**Written request**
Duplicate the lines below without changing anything.

[START Records shown]

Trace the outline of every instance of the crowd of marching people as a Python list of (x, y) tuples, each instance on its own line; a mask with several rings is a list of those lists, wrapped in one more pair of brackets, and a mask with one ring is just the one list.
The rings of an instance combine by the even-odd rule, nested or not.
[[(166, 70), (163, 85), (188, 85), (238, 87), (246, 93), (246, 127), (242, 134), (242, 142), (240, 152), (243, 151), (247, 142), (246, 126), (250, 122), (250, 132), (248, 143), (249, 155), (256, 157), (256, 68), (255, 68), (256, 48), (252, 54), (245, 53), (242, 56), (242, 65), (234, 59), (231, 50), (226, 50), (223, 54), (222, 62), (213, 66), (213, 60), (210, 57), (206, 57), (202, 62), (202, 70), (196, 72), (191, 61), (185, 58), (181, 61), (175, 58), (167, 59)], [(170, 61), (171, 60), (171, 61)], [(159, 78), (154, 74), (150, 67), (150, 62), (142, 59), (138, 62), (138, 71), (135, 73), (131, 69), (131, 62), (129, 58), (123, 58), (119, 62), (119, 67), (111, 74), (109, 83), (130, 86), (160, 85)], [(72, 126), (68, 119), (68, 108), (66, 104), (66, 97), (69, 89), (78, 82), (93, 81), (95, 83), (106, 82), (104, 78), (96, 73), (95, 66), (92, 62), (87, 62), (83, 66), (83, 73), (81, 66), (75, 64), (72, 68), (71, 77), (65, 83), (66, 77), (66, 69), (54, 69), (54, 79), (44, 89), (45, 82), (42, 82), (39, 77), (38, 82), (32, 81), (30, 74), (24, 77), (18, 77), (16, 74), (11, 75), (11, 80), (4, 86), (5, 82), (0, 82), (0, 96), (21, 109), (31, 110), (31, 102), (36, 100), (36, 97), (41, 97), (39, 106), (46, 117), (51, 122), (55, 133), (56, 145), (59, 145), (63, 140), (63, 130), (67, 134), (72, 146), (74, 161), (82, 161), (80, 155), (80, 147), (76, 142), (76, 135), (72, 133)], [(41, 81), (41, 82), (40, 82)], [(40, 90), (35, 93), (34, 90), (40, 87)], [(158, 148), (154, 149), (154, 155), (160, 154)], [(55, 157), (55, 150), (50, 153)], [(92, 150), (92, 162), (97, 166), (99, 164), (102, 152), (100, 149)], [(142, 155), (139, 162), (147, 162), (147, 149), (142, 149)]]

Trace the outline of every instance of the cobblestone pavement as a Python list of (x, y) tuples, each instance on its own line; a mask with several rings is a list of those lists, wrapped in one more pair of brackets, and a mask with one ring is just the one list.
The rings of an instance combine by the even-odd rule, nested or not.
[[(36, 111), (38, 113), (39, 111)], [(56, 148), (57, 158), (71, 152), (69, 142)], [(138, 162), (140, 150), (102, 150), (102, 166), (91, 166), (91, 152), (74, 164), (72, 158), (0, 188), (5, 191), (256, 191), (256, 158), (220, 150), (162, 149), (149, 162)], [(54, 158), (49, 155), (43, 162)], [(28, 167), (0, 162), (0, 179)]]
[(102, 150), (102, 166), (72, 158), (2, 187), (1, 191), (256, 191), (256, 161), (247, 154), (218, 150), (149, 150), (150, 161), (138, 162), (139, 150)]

[END Records shown]

**Expected answer**
Trace the outline of every instance of the crowd of marching people as a Python list of (x, y) tuples, each instance on its own line; a mask with several rings is a list of those lists, wrapped in one more pair of brackets, and a mask with one ring is just the one list.
The rings of an instance combine by the even-odd rule, nested or not.
[[(166, 70), (163, 85), (188, 85), (238, 87), (246, 93), (246, 127), (242, 134), (242, 142), (240, 152), (243, 151), (247, 142), (246, 126), (250, 122), (250, 132), (248, 143), (249, 155), (256, 157), (256, 68), (255, 68), (256, 48), (252, 54), (245, 53), (242, 56), (242, 65), (234, 59), (231, 50), (226, 50), (223, 54), (222, 62), (213, 66), (213, 60), (210, 57), (206, 57), (202, 62), (202, 70), (196, 72), (191, 61), (185, 58), (181, 61), (175, 58), (167, 59)], [(170, 61), (171, 60), (171, 61)], [(159, 78), (154, 74), (150, 67), (150, 62), (142, 59), (138, 62), (138, 71), (135, 73), (131, 69), (131, 62), (129, 58), (123, 58), (119, 62), (119, 67), (111, 74), (109, 83), (130, 86), (160, 85)], [(72, 126), (68, 119), (68, 108), (66, 104), (66, 97), (69, 89), (78, 82), (93, 81), (95, 83), (106, 82), (104, 78), (96, 73), (95, 66), (92, 62), (87, 62), (83, 66), (83, 73), (81, 66), (75, 64), (72, 68), (71, 77), (65, 83), (66, 77), (66, 69), (54, 69), (54, 79), (44, 89), (45, 82), (42, 82), (39, 77), (38, 82), (32, 81), (30, 74), (24, 77), (18, 77), (16, 74), (11, 75), (11, 80), (4, 86), (5, 82), (0, 82), (0, 96), (21, 109), (31, 110), (31, 102), (36, 100), (36, 97), (41, 97), (39, 106), (46, 117), (51, 122), (55, 133), (56, 145), (59, 145), (63, 140), (63, 130), (67, 134), (72, 146), (74, 161), (82, 161), (80, 155), (80, 147), (76, 142), (76, 135), (72, 133)], [(41, 81), (41, 82), (40, 82)], [(40, 90), (35, 93), (34, 90), (40, 87)], [(158, 148), (154, 149), (154, 155), (160, 154)], [(55, 157), (55, 150), (50, 153)], [(92, 150), (92, 162), (97, 166), (99, 164), (102, 152), (100, 149)], [(142, 155), (139, 162), (147, 162), (147, 149), (142, 149)]]

Trace the outline of every instance of the cobblestone pavement as a Python list of (x, y) tuples, each instance on its own line; a mask with several rings is a list of those lists, wrapped in one more pair of brackets, and a mask with one ring is just the one list.
The rings of an instance combine by the even-odd rule, nested or not.
[[(36, 111), (38, 113), (39, 111)], [(56, 148), (57, 158), (71, 152), (69, 142)], [(138, 162), (140, 150), (102, 150), (102, 166), (91, 166), (91, 152), (74, 164), (72, 158), (0, 188), (5, 191), (256, 191), (256, 158), (220, 150), (162, 149), (149, 162)], [(54, 158), (49, 155), (43, 162)], [(28, 167), (0, 162), (0, 179)]]
[(102, 150), (102, 166), (72, 158), (2, 187), (1, 191), (256, 191), (256, 161), (247, 154), (218, 150), (149, 150), (150, 161), (138, 162), (139, 150)]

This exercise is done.